## WHAT THIS TASK INVOLVES
Turn the records below into a numbered list, one line per item, and leave out any blank lines.

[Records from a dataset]
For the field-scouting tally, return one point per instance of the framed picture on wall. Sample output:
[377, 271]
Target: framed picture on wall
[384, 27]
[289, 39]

## WRITTEN RESPONSE
1. For the field-scouting tally, return one point per instance of the framed picture on wall. Sample output:
2. [377, 271]
3. Target: framed picture on wall
4. [384, 27]
5. [289, 39]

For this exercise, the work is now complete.